___ Document section

Does someone get angry with you regularly? How do you react? Do you start thinking you haven't been good enough? That you're wrong? Do you try to fold, staple and mutilate yourself to appease them? Or perhaps you respond with your own anger? Does any of this ever work for you? Are you at ease with anger? If not, ask "What about this anger am I grateful for?" There is always something. For example, being aware of the anger, you can choose to keep it in your life or not. If you'd like them in your life you can say "This anger doesn't work for me. Does it work for you? Would you like to change it?" If they say yes, great, there is an invitation for change. If no, then at least you know and you get to choose for you. This question will help you step out of the distraction of reacting to anger, which will only serve to keep you from creating the life you'd really like.
Thanks to M for this one. There's always something right about everything :)
Are you smart? Are you aware of everything going on around you in all time, space and dimensions, seeing connections, pasts and futures that no one else is aware of? And yet do you find that other people always seem to be talking down to you, explaining and pontificating on things to you as if you had no idea? How do you react? Do you nod, smile and think "interesting"? Or do you get annoyed, worked up, and drawn into a meaningless circular argument? Do the other people ever concede you known what you're talking about? If not and you'd like greater ease in these situations ask "What if I didn't need to prove I was smart"? Does trying to prove you're smart mean that you've actually decided you're not? Is that true? Or did you buy that point of view from someone, sometime? When you try to prove you’re smart, you have to have all the answers. What if your smarts -- your awareness -- was the thing that could point out where the answers end and the questions begin? What else could be possible then?

______
___ Dataset extract

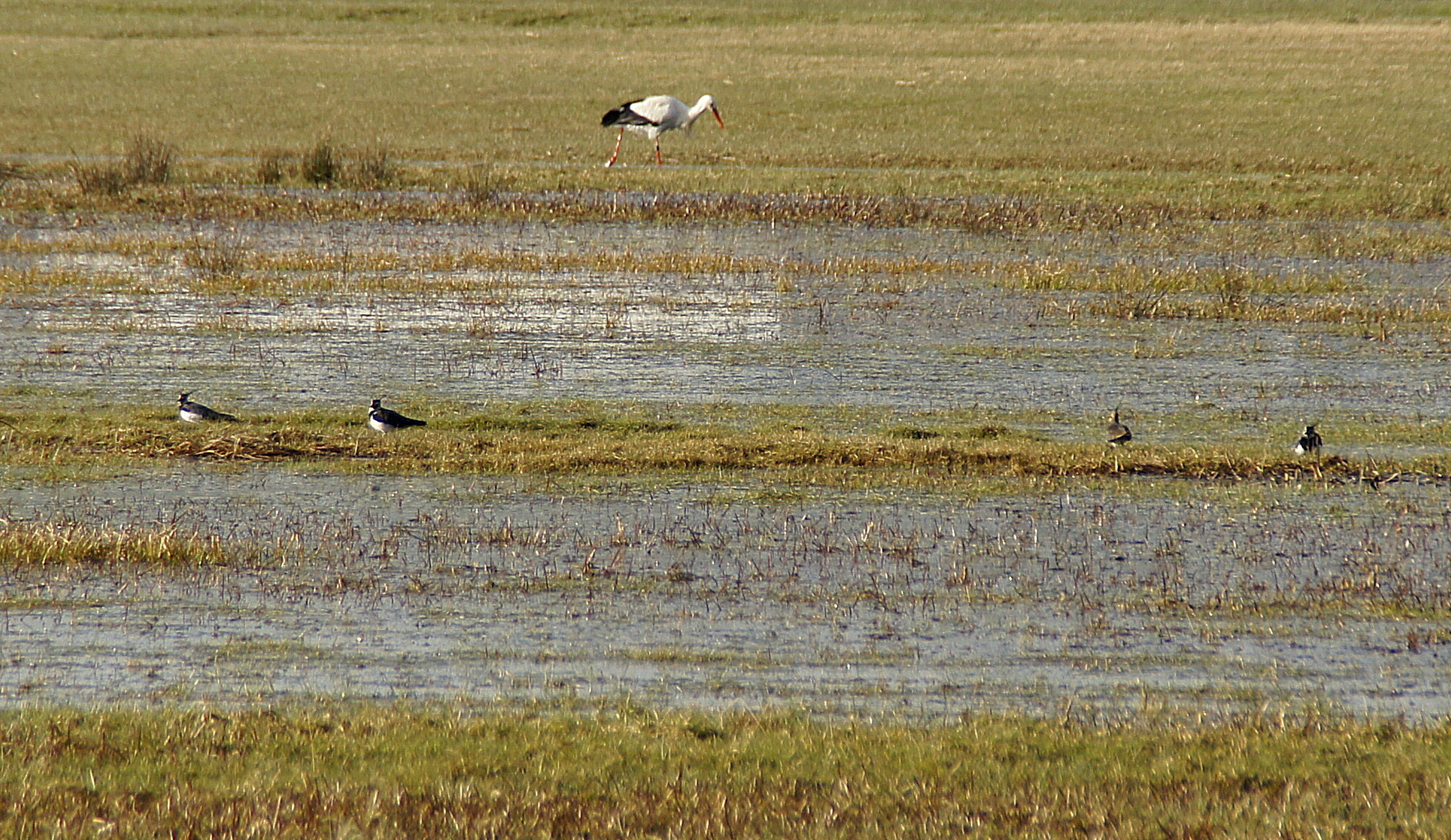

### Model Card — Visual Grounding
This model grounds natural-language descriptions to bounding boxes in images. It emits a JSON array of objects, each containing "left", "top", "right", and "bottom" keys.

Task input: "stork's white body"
[{"left": 599, "top": 93, "right": 726, "bottom": 167}]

______

Task directions →
Answer these about the self-help text on anger and on proving you're smart:
(a) What question does it suggest asking when you are not at ease with someone's anger?
(b) Who is thanked for that suggestion?
(c) What question does it suggest asking for greater ease when people talk down to you?

Written answer →
(a) "What about this anger am I grateful for?"
(b) M
(c) "What if I didn't need to prove I was smart?"